The answer should hold exactly the lines of the entries below from the one containing "object: paved walkway" through the last line, both included.

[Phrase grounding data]

※ ※ ※

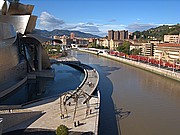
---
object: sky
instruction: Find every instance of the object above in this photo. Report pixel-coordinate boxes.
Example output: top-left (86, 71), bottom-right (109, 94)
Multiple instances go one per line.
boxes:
top-left (21, 0), bottom-right (180, 36)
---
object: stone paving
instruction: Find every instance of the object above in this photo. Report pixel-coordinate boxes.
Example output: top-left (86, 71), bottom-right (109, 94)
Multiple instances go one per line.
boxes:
top-left (3, 57), bottom-right (100, 134)
top-left (25, 95), bottom-right (99, 134)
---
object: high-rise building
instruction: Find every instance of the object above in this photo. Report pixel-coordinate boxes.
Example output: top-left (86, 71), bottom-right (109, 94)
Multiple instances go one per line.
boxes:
top-left (70, 32), bottom-right (75, 39)
top-left (108, 30), bottom-right (114, 40)
top-left (119, 30), bottom-right (128, 40)
top-left (114, 31), bottom-right (120, 40)
top-left (108, 30), bottom-right (128, 40)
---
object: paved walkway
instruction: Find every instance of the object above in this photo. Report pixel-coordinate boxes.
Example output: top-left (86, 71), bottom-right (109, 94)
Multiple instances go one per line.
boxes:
top-left (25, 95), bottom-right (99, 134)
top-left (2, 57), bottom-right (100, 135)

※ ※ ※

** Output for this exercise **
object: paved walkway
instruction: Find every instance of the object above in this photo. Report pixel-coordinate boxes.
Example output: top-left (86, 71), bottom-right (109, 94)
Multiple instances go one per line.
boxes:
top-left (25, 95), bottom-right (99, 134)
top-left (2, 57), bottom-right (100, 135)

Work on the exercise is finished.